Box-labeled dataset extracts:
□ □ □ □
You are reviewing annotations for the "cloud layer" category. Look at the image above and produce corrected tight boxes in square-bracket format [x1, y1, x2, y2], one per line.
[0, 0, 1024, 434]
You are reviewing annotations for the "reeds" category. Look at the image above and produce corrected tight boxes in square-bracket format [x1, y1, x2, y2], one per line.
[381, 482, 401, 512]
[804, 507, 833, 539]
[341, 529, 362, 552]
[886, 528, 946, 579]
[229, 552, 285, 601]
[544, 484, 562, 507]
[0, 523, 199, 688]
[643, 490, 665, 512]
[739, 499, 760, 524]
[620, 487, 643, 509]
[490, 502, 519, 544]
□ □ □ □
_What is required_
Rewrite all the rows above, substituting "revised bounding boxes" for every occurrence of "corrected tight boxes" and keeping everything else unchanged.

_Finished task_
You are reviewing annotations for the "cloud layer" category. Look at the image above and produce revised bounding boxes in square-bracket format [x1, y1, x2, y2], one per line.
[0, 0, 1024, 434]
You are reviewing annotations for the "reeds" category. Look at the image above and produce revised bounding boxes in square-bracket format [x1, y1, x2, y2], one per line.
[381, 482, 401, 512]
[804, 507, 833, 539]
[341, 529, 362, 552]
[886, 528, 946, 579]
[229, 552, 285, 601]
[544, 484, 562, 507]
[0, 523, 199, 688]
[643, 490, 665, 512]
[739, 499, 760, 524]
[620, 487, 643, 509]
[490, 502, 519, 544]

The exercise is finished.